**Task goal**
Your reply should hold every record exactly as given, with no pictures in it.

**Spatial localization data**
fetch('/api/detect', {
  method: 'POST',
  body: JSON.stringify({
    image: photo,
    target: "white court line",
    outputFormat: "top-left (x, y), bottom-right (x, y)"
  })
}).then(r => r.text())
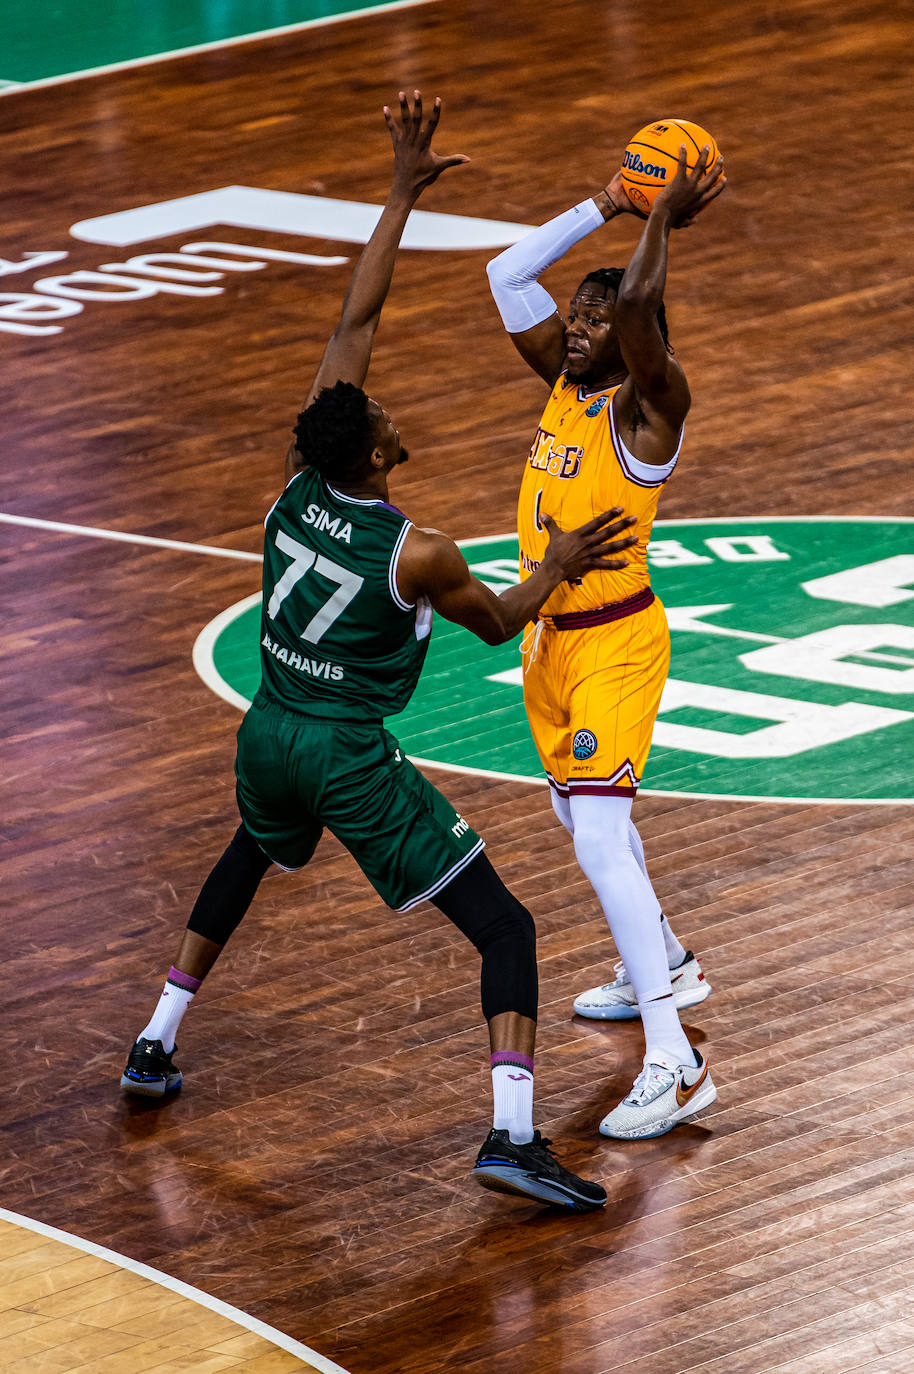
top-left (0, 511), bottom-right (262, 562)
top-left (0, 1206), bottom-right (352, 1374)
top-left (0, 0), bottom-right (439, 94)
top-left (193, 590), bottom-right (263, 712)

**Task result**
fetch('/api/detect', {
  method: 'POST',
  body: JSON.stringify({
    image: photo,
    target: "white court line",
    outputFormat: "top-left (x, y), bottom-right (x, y)"
  })
}).then(r => r.text())
top-left (0, 511), bottom-right (262, 562)
top-left (0, 1206), bottom-right (352, 1374)
top-left (0, 0), bottom-right (439, 94)
top-left (193, 590), bottom-right (263, 712)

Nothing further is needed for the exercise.